Start Document passage

CRUMMY, DEL DEO, DOLAN,
GRIFFINGER & VECCHIONE
A Professional Corporation
One Riverfront Plaza
Newark, New Jersey 07102-5497
(201) 596-4500
Attorneys for Debtors and
Debtors-in-Possession
PD-9779


                         UNITED STATES BANKRUPTCY COURT
                         FOR THE DISTRICT OF NEW JERSEY


- - - - ---------------------------------:
In re:                           :
                                 :
ALLERION, INC., a corporation    :
of the State of New Jersey,      :         Jointly Administered Under
                                 :         Case No. 94-28396 (WFT)
           Debtor.               :
                                 :
                                 :                 Chapter 11
- - - - ---------------------------------:
                                 :
In re:                           :
                                 :           Hearing Date: February 17, 1995
                                 :                           at 10:00 a.m.

End Document passage
Start Entries shown

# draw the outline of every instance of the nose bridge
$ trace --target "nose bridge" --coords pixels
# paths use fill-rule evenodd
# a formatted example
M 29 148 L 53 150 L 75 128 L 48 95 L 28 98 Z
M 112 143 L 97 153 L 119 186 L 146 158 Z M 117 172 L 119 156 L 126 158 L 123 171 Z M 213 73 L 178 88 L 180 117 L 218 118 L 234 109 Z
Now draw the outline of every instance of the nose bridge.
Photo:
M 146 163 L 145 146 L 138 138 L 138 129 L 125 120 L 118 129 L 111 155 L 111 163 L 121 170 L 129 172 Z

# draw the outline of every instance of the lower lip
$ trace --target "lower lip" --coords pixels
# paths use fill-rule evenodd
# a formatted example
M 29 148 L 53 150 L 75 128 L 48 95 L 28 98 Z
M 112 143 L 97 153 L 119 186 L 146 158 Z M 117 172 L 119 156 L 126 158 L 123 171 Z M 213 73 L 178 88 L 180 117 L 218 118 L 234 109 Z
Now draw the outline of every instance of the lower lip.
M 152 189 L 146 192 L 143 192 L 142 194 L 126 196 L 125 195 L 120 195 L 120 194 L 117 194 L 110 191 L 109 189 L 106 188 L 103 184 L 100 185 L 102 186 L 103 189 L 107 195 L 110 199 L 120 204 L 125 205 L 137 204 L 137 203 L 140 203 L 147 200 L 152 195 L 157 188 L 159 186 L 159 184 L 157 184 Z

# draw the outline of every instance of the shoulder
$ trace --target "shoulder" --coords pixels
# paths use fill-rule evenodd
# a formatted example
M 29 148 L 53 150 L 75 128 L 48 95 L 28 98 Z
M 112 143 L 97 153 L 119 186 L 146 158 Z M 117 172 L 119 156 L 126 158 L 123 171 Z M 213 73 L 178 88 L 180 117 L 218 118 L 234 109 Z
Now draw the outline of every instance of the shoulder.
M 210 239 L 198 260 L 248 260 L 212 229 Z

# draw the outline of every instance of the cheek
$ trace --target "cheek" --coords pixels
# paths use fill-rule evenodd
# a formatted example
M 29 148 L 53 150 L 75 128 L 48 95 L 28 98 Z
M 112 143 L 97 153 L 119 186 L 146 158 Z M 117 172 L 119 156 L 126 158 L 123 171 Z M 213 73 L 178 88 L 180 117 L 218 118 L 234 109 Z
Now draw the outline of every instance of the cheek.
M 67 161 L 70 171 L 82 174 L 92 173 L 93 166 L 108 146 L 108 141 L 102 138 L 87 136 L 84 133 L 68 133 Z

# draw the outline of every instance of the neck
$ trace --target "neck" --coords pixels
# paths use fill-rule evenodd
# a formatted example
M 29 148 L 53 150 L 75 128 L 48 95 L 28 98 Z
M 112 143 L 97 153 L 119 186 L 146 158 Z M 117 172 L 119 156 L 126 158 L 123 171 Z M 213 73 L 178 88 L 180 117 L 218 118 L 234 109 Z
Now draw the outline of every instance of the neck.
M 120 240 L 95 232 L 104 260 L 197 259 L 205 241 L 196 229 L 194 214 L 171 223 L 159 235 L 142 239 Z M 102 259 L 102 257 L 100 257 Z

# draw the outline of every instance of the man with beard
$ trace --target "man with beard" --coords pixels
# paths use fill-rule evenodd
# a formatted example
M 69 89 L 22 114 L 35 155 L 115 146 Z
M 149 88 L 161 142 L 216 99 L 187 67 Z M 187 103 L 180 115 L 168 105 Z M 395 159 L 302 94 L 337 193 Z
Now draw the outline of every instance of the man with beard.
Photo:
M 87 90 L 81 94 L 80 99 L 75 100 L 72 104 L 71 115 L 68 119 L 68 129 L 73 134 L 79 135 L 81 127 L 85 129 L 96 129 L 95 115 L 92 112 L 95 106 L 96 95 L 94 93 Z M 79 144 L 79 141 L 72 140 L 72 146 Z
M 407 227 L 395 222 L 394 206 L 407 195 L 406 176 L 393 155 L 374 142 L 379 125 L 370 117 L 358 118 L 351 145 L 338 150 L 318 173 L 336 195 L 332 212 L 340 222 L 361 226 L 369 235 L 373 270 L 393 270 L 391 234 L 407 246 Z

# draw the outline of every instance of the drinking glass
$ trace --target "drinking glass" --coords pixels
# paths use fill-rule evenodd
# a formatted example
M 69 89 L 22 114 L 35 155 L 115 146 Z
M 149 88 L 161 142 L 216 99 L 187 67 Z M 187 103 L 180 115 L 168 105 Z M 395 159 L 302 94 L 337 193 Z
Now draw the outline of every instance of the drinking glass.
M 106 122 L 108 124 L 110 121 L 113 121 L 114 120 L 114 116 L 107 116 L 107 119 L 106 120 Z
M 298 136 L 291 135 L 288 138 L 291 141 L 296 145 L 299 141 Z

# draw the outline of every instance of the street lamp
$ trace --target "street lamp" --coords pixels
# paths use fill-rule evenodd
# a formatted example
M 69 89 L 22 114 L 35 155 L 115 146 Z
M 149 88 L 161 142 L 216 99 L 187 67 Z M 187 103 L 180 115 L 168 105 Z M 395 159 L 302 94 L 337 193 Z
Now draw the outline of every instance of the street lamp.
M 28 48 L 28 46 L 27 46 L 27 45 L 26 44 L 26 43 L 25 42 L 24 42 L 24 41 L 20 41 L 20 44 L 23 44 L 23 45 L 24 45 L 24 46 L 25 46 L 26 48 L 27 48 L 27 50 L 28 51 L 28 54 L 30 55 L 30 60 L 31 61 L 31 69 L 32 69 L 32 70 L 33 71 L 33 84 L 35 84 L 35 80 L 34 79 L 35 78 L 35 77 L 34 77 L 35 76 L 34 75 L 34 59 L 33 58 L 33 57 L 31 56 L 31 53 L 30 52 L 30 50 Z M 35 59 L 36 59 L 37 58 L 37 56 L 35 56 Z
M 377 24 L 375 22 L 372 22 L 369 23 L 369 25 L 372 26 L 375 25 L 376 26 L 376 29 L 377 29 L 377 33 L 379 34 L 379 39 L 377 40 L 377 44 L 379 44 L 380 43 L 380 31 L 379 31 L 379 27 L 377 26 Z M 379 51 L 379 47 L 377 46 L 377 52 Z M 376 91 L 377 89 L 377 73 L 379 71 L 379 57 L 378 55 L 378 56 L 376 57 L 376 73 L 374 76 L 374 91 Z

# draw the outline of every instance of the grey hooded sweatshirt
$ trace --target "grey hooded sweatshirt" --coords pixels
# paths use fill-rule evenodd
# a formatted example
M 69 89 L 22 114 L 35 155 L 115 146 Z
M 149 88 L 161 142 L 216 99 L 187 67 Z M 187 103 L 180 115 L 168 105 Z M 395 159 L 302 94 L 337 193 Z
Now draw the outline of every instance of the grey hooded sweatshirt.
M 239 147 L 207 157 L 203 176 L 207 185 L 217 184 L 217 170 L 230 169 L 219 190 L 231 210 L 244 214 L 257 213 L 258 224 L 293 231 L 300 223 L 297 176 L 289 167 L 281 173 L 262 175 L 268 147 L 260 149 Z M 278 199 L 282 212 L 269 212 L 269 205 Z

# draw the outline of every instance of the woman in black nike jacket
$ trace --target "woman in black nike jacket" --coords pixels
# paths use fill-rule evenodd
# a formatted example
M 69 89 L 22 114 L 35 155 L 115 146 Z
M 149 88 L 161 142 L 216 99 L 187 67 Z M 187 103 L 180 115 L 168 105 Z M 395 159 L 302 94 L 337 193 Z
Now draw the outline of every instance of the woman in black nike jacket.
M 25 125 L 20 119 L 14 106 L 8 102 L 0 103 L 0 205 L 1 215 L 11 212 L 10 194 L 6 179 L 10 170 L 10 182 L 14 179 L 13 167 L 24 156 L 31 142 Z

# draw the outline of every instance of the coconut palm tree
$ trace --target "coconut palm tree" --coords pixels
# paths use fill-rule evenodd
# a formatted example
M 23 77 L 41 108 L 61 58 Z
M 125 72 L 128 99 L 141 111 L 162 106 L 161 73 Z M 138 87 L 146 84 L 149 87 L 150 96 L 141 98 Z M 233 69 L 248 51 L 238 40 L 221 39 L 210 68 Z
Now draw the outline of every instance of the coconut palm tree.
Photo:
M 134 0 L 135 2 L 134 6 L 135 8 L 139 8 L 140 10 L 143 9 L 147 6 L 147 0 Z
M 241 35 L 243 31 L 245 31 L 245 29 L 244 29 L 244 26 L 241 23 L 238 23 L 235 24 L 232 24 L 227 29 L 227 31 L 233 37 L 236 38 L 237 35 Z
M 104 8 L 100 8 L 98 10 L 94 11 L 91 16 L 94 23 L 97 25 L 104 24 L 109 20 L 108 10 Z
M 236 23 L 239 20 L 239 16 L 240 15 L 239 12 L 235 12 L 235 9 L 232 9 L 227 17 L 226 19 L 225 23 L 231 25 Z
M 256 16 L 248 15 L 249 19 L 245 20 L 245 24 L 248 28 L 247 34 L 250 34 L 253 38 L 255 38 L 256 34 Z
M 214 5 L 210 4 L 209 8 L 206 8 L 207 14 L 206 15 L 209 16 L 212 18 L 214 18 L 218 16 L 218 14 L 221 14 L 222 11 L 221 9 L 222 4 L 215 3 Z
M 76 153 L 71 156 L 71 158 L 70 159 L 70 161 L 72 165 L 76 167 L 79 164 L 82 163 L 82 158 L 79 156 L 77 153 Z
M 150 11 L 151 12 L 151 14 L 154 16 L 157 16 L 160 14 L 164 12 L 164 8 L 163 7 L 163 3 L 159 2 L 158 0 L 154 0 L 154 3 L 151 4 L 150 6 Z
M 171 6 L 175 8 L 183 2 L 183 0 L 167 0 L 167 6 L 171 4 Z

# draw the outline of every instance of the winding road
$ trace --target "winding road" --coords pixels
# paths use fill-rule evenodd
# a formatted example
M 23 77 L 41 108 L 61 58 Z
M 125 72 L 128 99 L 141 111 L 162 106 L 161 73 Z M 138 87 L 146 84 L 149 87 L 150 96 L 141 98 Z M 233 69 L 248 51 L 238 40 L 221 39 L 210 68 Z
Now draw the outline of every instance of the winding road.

End Entries shown

→ **Directive A**: According to the court filing, on what date and at what time is the hearing set?
→ **Directive B**: Edit the court filing, starting at the words "UNITED STATES BANKRUPTCY" and stopping after "No. 94-28396 (WFT)", by replacing "Jointly Administered" with "Jointly Managed".
The records are separate material with no connection to the court filing.

→ **Worked answer A**: February 17, 1995, at 10:00 a.m.

→ **Worked answer B**:
UNITED STATES BANKRUPTCY COURT
                         FOR THE DISTRICT OF NEW JERSEY


- - - - ---------------------------------:
In re:                           :
                                 :
ALLERION, INC., a corporation    :
of the State of New Jersey,      :         Jointly Managed Under
                                 :         Case No. 94-28396 (WFT)